# Unexpected Orange Photoluminescence from Tetrahedral Manganese(II) Halide Complexes with Bidentate Phosphanimines

**Authors:** Domenico Piccolo, Jesús Castro, Valentina Beghetto, Daniele Rosa-Gastaldo, Marco Bortoluzzi

PMC · DOI: 10.3390/molecules31010161 · Molecules · 2026-01-01

## TL;DR

This paper reports orange light emission from manganese complexes with a specific ligand, differing from typical green emissions seen in similar compounds.

## Contribution

The study reveals unexpected orange photoluminescence from tetrahedral manganese(II) halide complexes with bidentate phosphanimines.

## Key findings

- The compounds [MnBr2{(PhN=PPh2)CH2}] and [MnI2{(PhN=PPh2)CH2}] show orange emissions under UV light.
- Luminescence decay curves suggest a multiplicity change with excited-state lifetimes in the hundreds of microseconds.
- DFT calculations were used to rationalize the unexpected luminescence behavior.

## Abstract

Manganese(II) halide complexes with the general formula [MnX2{(PhN=PPh2)CH2}], where X is bromine or iodine and (PhN=PPh2)CH2 is the bis-phosphanimine ligand 1,1′-methylenebis-(N,1,1-triphenylphosphanimine), were prepared and isolated. The structure of the two compounds was determined by single-crystal X-ray diffraction, revealing an approximately tetrahedral geometry at the metal centre. Unlike structurally comparable compounds containing phosphine oxides or related [O=P]-donors in the coordination sphere, which commonly show green emissions, solid samples of [MnBr2{(PhN=PPh2)CH2}] and [MnI2{(PhN=PPh2)CH2}] exhibited orange emissions upon irradiation with UV light. The emission spectra resulted excitation-independent. Superimposable steady-state luminescence spectra were collected for both compounds as powders and crystals suitable for X-ray diffraction. The excitation spectra and the ligand→metal antenna effect were affected by the coordinated halide, and only [MnBr2{(PhN=PPh2)CH2}] showed bright luminescence under near-UV irradiation. Either ligand- or metal-centred transitions can account for the observed luminescence, and the luminescence decay curves were consistent with a multiplicity change from the excited to the ground state, with excited-state lifetimes in the range of hundreds of microseconds. Attempts to rationalize the unexpected luminescence were carried out based on DFT calculations.

What is asked:
a: In the manganese complexes summary, what geometry did single-crystal X-ray diffraction reveal at the metal center?
b: Write out the part of the manganese complexes summary that begins at the words "## Contribution" and stops after "under UV light.".
The records that follow were taken from a separate source.

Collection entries
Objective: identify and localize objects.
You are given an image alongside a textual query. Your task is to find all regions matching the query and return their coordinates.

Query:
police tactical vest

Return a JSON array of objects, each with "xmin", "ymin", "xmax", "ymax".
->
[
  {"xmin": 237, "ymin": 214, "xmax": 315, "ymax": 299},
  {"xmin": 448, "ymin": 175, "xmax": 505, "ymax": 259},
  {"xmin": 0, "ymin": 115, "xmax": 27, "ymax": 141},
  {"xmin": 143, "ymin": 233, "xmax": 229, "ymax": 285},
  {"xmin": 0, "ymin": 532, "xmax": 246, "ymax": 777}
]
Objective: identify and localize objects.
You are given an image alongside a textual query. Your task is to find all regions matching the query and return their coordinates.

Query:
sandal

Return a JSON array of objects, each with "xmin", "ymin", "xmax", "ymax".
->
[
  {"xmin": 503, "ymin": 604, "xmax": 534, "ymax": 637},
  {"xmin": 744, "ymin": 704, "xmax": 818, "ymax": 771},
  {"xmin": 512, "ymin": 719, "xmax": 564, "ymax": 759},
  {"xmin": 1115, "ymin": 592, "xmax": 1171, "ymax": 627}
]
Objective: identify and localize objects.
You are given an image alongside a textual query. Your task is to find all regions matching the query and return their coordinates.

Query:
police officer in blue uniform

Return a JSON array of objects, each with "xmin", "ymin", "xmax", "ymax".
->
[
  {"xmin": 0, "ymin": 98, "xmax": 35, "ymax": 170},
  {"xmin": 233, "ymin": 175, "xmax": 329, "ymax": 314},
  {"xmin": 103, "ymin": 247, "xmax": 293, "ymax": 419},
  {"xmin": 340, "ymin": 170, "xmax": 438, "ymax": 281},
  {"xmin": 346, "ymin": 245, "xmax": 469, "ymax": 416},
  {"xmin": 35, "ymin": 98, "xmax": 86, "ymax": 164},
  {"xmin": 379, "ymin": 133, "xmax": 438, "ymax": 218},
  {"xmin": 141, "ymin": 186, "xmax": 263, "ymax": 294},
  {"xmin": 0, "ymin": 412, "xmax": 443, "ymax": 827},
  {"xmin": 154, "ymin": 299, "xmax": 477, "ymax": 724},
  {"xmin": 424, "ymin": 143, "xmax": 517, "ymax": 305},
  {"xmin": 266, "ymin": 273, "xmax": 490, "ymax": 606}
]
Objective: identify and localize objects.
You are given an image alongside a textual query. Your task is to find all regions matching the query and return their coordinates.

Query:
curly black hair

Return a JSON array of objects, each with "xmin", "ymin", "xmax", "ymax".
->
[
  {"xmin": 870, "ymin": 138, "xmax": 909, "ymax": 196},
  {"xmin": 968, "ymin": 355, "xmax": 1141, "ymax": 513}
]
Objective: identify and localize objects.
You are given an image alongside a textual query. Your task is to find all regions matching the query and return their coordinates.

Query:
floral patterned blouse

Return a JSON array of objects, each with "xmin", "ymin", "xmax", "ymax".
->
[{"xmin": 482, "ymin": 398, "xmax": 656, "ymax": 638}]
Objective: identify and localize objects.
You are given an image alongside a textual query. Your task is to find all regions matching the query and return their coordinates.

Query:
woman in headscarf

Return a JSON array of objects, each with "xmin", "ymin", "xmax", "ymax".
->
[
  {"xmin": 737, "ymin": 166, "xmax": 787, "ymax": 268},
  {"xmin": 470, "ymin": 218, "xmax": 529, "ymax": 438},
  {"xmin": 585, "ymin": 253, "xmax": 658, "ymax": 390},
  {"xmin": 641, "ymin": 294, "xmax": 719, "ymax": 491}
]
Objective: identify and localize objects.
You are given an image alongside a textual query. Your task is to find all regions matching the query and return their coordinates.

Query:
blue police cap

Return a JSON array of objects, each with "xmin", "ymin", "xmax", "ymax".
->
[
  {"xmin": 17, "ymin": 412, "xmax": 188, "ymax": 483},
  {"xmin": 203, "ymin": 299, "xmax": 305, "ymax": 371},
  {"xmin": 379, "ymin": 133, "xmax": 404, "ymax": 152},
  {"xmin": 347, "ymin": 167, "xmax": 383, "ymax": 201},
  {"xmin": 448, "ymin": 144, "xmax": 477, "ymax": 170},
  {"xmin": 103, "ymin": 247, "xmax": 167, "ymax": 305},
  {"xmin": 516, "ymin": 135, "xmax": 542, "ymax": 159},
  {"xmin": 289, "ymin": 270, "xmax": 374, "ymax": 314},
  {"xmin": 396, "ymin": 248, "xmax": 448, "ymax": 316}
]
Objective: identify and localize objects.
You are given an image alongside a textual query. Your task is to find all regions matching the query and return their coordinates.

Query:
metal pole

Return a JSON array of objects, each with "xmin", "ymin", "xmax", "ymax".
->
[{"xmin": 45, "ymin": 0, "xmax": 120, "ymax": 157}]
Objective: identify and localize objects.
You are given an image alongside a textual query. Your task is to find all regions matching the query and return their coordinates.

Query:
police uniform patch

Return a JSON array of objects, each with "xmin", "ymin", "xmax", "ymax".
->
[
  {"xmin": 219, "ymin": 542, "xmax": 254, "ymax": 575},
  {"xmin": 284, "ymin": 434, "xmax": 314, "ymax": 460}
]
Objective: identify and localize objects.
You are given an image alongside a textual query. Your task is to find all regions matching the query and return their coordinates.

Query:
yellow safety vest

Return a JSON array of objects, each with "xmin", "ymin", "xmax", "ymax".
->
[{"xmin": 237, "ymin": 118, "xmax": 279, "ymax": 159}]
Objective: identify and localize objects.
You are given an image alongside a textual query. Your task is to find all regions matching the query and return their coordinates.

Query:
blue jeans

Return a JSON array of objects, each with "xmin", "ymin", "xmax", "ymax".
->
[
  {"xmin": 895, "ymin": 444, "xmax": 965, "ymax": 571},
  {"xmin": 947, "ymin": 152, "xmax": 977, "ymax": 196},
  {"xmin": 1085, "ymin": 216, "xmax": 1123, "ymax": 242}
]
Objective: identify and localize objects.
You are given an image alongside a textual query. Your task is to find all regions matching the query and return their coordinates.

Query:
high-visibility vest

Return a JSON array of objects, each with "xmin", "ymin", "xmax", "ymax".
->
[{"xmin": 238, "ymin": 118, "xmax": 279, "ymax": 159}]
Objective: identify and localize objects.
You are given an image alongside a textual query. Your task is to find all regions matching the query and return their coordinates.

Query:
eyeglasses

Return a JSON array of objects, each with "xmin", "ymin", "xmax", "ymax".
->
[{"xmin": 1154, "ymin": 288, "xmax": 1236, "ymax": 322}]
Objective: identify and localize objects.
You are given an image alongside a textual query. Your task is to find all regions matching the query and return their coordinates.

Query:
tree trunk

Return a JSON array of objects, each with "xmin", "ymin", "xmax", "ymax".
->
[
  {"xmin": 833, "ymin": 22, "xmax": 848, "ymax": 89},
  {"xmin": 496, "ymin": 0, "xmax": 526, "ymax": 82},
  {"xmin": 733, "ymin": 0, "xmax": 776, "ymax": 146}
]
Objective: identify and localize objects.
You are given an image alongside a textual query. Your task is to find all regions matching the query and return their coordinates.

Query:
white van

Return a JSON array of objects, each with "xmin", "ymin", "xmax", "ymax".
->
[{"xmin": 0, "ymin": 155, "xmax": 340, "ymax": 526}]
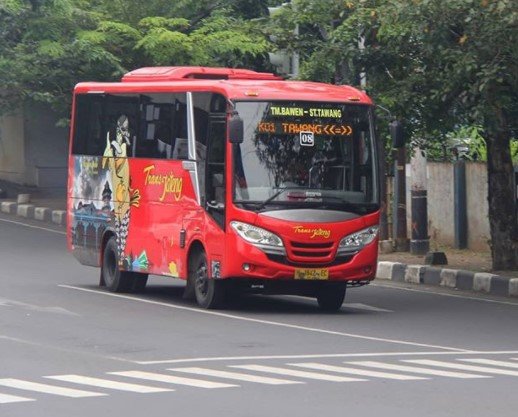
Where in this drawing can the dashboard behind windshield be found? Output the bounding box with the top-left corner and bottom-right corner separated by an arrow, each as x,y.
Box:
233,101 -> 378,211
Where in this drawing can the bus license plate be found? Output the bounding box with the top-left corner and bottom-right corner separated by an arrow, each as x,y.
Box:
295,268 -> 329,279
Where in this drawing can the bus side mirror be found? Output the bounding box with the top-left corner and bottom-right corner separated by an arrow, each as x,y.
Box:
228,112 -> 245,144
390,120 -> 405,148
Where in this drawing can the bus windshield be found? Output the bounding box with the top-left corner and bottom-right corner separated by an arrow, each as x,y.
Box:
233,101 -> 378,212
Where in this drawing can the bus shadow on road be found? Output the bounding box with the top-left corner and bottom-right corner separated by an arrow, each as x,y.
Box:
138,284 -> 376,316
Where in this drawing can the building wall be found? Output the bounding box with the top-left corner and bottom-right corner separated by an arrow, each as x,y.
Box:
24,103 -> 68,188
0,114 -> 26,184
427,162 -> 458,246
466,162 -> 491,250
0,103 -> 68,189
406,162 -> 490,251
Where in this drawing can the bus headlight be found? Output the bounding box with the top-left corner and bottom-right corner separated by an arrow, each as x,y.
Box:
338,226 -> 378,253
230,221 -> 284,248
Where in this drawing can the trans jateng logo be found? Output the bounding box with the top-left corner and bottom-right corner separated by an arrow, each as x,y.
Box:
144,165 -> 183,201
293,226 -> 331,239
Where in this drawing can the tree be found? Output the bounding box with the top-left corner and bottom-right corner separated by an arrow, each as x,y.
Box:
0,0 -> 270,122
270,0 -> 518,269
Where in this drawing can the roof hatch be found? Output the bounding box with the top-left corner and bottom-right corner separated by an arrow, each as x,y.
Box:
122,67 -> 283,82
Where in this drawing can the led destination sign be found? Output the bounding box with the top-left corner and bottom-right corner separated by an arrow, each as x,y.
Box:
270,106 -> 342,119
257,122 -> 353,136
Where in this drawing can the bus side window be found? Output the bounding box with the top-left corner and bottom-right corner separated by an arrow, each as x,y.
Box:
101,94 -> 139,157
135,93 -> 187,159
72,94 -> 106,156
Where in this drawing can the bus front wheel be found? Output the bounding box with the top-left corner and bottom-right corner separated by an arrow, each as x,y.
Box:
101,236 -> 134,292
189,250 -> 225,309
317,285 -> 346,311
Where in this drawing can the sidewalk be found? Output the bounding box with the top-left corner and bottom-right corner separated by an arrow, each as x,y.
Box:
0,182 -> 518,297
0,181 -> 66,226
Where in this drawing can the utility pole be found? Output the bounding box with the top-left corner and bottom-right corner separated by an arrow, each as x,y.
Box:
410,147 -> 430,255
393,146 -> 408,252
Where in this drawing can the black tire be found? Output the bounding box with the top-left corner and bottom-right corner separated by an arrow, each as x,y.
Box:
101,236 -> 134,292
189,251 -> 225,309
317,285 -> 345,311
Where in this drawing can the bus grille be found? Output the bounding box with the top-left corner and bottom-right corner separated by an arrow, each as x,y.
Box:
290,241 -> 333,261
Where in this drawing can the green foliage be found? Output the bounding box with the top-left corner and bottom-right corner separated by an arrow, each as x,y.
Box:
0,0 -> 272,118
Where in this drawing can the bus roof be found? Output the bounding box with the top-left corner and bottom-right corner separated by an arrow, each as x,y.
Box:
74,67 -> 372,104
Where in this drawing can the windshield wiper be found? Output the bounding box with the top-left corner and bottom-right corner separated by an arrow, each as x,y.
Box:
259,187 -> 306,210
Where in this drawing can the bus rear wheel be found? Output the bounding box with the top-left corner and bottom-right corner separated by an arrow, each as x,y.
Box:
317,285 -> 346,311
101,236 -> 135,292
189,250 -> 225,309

Task-by-task results:
a: An approximately tetrahedral geometry.

b:
## Contribution

The study reveals unexpected orange photoluminescence from tetrahedral manganese(II) halide complexes with bidentate phosphanimines.

## Key findings

- The compounds [MnBr2{(PhN=PPh2)CH2}] and [MnI2{(PhN=PPh2)CH2}] show orange emissions under UV light.